### DATA TO USE

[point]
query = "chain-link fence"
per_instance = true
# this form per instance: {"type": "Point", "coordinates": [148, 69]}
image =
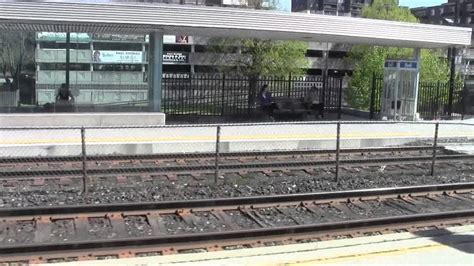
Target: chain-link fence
{"type": "Point", "coordinates": [89, 152]}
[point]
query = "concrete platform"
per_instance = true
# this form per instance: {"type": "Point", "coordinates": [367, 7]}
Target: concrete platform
{"type": "Point", "coordinates": [234, 138]}
{"type": "Point", "coordinates": [452, 246]}
{"type": "Point", "coordinates": [81, 119]}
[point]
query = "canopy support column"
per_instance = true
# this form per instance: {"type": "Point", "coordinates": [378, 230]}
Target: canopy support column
{"type": "Point", "coordinates": [155, 70]}
{"type": "Point", "coordinates": [417, 57]}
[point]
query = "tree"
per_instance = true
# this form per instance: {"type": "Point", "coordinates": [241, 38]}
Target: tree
{"type": "Point", "coordinates": [260, 57]}
{"type": "Point", "coordinates": [369, 60]}
{"type": "Point", "coordinates": [16, 51]}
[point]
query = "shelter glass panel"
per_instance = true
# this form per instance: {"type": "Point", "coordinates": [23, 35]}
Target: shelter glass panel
{"type": "Point", "coordinates": [107, 72]}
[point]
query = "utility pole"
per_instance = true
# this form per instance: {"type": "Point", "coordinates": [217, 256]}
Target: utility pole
{"type": "Point", "coordinates": [452, 54]}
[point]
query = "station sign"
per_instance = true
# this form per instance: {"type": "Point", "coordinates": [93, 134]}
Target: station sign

######

*WHAT THE EXERCISE ASKS*.
Copy out every entry exactly as written, but not the pictures.

*EXERCISE RESPONSE*.
[point]
query = "chain-link fence"
per_instance = true
# this form per instance: {"type": "Point", "coordinates": [148, 69]}
image =
Target: chain-link fence
{"type": "Point", "coordinates": [89, 152]}
[point]
query = "concrete platform"
per_instance = true
# this form per instance: {"type": "Point", "coordinates": [367, 7]}
Target: concrete platform
{"type": "Point", "coordinates": [234, 138]}
{"type": "Point", "coordinates": [452, 246]}
{"type": "Point", "coordinates": [81, 119]}
[point]
query = "canopy support column"
per_instance = true
# this form per instance: {"type": "Point", "coordinates": [378, 230]}
Target: canopy support column
{"type": "Point", "coordinates": [155, 70]}
{"type": "Point", "coordinates": [417, 57]}
[point]
query = "tree"
per_instance = true
# this form per instance: {"type": "Point", "coordinates": [241, 38]}
Target: tree
{"type": "Point", "coordinates": [260, 57]}
{"type": "Point", "coordinates": [369, 60]}
{"type": "Point", "coordinates": [16, 51]}
[point]
query = "shelter glass panel"
per_instance = true
# this form per instance: {"type": "Point", "coordinates": [23, 35]}
Target: shelter glass panel
{"type": "Point", "coordinates": [107, 72]}
[point]
query = "utility pole"
per_instance = true
# this form per instance: {"type": "Point", "coordinates": [217, 256]}
Target: utility pole
{"type": "Point", "coordinates": [452, 54]}
[point]
query = "station sign"
per_instance = true
# this form per instance: {"type": "Point", "coordinates": [93, 134]}
Target: station sign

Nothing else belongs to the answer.